Problem ▸ Count the lines in the records below that contain the string "white", treating uppercase and lowercase as different, and reply with only that number.

━━ Provided material ━━

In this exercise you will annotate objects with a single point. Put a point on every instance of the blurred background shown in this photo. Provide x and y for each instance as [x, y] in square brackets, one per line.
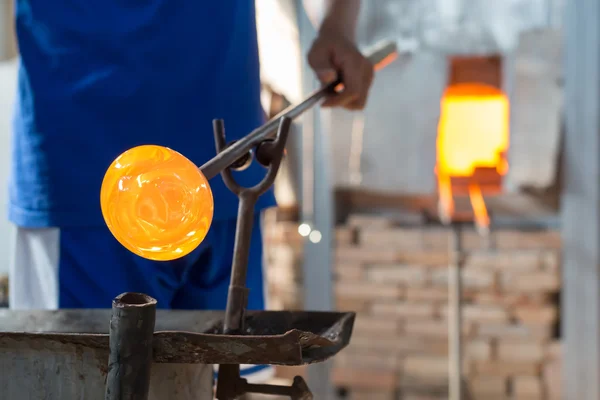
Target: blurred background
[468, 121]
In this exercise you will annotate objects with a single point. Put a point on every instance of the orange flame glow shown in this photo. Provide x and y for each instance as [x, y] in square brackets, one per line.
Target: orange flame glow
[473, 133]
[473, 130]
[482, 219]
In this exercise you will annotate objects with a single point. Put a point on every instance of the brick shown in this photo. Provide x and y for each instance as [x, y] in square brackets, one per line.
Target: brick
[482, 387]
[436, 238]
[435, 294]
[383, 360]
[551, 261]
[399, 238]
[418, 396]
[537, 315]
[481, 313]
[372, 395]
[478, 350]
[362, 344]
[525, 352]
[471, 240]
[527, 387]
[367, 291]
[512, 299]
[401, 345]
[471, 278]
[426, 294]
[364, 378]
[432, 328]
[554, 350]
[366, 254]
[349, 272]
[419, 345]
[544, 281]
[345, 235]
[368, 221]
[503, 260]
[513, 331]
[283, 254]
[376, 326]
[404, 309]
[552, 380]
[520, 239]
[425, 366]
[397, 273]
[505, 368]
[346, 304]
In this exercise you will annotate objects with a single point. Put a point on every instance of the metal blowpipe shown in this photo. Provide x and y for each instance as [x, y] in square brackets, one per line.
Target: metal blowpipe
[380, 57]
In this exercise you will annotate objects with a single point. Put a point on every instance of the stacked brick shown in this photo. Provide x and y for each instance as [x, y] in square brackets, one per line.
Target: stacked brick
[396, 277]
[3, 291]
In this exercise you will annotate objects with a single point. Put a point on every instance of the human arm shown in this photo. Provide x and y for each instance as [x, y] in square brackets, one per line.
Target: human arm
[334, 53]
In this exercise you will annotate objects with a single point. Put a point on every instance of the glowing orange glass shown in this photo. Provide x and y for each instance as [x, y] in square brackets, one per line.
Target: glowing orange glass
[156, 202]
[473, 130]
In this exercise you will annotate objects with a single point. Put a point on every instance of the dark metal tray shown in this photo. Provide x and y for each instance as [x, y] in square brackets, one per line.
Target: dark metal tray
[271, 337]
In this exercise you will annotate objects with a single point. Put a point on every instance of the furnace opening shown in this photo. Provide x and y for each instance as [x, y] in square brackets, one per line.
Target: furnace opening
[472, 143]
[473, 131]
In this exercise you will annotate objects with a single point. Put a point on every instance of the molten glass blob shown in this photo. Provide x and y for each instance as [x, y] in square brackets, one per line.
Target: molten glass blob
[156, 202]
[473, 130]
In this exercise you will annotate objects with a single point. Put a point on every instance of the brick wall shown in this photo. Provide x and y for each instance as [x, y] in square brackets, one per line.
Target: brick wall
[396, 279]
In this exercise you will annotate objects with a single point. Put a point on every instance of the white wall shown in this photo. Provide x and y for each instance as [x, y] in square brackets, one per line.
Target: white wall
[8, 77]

━━━
━━ Provided material ━━

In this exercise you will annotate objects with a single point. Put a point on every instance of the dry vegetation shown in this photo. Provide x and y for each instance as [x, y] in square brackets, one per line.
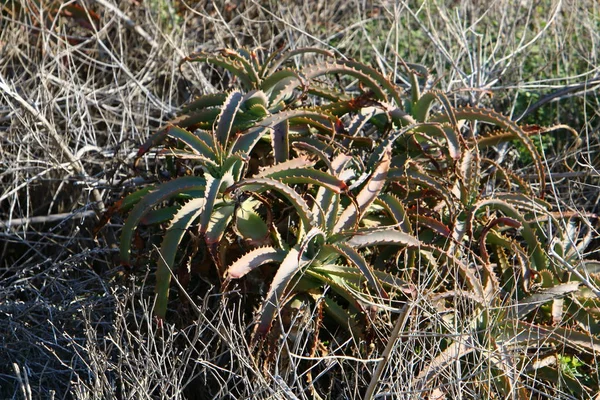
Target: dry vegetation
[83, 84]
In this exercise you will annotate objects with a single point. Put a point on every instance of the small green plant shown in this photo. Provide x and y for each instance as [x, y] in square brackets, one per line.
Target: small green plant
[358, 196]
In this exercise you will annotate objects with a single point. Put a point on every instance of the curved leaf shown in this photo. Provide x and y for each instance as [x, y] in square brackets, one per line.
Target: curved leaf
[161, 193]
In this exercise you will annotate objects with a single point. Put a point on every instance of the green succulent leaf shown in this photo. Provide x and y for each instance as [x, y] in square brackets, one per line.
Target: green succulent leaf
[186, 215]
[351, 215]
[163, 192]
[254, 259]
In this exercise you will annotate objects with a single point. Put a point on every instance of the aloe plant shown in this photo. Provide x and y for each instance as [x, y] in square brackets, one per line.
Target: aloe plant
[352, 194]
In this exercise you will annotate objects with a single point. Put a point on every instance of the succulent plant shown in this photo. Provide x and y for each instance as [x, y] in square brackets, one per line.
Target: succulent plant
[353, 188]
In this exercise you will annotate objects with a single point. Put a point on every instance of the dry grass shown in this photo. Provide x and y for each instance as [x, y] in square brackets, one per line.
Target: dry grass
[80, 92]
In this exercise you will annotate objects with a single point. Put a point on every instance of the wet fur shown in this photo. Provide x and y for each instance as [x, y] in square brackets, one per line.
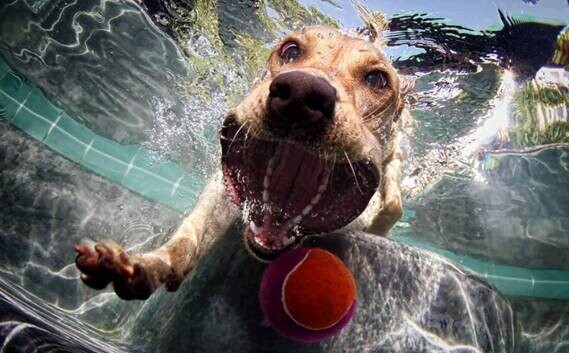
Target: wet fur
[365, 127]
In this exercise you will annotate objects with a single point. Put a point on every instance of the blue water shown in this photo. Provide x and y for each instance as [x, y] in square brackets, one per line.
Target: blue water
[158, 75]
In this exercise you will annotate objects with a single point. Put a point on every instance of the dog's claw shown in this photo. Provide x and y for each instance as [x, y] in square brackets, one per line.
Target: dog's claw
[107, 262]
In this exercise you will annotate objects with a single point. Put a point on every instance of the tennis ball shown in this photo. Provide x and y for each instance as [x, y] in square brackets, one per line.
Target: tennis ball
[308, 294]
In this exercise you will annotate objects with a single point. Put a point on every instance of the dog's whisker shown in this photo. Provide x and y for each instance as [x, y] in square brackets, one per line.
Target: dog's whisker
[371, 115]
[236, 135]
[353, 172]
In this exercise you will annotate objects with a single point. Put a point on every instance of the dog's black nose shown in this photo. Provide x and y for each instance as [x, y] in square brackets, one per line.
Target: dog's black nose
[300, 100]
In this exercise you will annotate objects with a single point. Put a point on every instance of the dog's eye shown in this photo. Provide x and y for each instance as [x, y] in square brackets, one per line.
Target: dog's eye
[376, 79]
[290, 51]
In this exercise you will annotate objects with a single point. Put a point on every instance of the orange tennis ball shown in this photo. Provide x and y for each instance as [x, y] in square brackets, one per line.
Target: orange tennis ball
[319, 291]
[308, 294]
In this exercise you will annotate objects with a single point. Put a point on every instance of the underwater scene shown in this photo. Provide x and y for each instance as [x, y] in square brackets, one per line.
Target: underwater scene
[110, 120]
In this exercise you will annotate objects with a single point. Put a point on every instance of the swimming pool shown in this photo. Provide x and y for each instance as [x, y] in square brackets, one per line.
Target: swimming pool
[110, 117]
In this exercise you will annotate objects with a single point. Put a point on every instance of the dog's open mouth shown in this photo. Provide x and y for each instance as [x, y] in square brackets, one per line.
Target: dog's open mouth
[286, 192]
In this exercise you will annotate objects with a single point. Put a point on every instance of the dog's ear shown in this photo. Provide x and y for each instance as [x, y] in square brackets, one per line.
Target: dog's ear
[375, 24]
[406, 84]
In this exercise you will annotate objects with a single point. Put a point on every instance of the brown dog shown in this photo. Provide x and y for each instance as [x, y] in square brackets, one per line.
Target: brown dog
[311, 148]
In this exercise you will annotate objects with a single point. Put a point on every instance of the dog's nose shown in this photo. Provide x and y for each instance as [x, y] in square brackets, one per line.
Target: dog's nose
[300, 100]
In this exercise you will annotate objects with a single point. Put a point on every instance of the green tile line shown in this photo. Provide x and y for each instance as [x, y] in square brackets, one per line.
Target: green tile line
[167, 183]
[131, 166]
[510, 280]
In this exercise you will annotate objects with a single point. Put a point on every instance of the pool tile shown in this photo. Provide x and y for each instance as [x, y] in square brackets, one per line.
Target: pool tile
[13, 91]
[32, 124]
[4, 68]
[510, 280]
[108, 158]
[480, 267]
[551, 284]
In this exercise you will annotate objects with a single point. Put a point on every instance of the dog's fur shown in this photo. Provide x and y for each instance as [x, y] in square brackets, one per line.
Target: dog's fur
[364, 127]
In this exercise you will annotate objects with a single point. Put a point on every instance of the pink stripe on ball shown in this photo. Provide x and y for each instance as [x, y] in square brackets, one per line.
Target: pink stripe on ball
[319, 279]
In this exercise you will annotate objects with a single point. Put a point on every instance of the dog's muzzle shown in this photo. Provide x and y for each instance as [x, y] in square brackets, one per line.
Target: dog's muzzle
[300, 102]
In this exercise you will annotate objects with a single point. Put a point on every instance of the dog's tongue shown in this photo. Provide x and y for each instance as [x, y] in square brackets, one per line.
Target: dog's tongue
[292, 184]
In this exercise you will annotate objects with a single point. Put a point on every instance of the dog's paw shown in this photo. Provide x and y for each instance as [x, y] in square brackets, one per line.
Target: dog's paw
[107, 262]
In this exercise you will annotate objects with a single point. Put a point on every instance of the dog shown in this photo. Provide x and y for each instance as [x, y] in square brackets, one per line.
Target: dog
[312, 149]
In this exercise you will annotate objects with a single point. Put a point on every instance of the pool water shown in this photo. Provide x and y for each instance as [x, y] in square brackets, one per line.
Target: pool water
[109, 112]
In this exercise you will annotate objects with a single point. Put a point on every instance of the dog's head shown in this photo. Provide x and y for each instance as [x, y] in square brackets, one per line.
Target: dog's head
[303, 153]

━━━

Expected answer ▸ 2